• **Records for this task**
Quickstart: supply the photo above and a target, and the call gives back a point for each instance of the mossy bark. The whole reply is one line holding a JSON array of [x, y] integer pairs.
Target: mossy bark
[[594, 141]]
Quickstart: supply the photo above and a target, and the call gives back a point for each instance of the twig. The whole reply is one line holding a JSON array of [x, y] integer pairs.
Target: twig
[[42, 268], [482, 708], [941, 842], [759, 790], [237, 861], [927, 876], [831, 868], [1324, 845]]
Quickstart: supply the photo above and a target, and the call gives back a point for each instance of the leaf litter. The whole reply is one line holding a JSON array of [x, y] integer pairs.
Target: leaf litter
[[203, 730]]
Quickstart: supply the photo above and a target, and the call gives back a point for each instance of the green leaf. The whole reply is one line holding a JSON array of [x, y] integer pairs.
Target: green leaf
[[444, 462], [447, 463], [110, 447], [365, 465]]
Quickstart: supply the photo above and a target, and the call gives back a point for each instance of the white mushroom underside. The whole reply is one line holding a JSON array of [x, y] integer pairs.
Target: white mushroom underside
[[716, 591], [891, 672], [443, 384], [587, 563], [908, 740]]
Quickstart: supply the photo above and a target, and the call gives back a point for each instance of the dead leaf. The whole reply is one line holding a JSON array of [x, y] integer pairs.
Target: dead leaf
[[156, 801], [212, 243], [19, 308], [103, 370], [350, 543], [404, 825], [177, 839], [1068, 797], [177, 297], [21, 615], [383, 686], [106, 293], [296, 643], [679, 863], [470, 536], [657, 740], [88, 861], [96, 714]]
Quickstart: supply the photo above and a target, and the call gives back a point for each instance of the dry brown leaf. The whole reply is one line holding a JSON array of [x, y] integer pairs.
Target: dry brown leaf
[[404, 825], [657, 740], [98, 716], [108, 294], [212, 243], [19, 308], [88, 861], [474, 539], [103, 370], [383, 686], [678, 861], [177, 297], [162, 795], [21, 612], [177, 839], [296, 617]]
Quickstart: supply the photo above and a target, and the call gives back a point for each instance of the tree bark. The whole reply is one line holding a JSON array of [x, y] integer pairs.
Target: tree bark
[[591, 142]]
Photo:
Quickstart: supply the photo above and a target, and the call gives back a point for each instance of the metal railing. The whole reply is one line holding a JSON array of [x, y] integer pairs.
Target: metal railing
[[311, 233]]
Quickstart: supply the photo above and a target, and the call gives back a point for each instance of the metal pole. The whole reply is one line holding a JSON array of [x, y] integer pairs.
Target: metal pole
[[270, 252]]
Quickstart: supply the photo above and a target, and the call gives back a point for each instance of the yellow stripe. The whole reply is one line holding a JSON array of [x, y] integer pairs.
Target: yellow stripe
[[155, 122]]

• **Written exercise**
Rescale the listing from its start through the line containing "[[203, 730]]", both ends included, and reproduce every line with the requests kept as they are. Multiply each x and y coordinate in the answers by 2.3 and round to the nearest whole number, with halves rounded up.

• **Answer to the task**
Quickstart: supply the photo above and a target, and the call gives back a point for each instance of the mossy bark. The whole reply is one line holding a JSON array of [x, y] integer pairs.
Target: mossy bark
[[1366, 324]]
Quickstart: supply the photo above and a target, and the call gives back a point for each instance of the twig. The whole reply is one line holding a JSON array of [x, y] integer pairs.
Target: twig
[[97, 616], [1109, 1628], [2164, 1937], [1746, 1817], [545, 1980], [2132, 2015], [1911, 1996], [3045, 1944]]
Quickstart: supply the photo above and a target, and the call gives back a point for each instance of the leaf litter. The whole reply is one line holding a JSON array of [x, y] integer pairs.
Target: leaf litter
[[467, 1679]]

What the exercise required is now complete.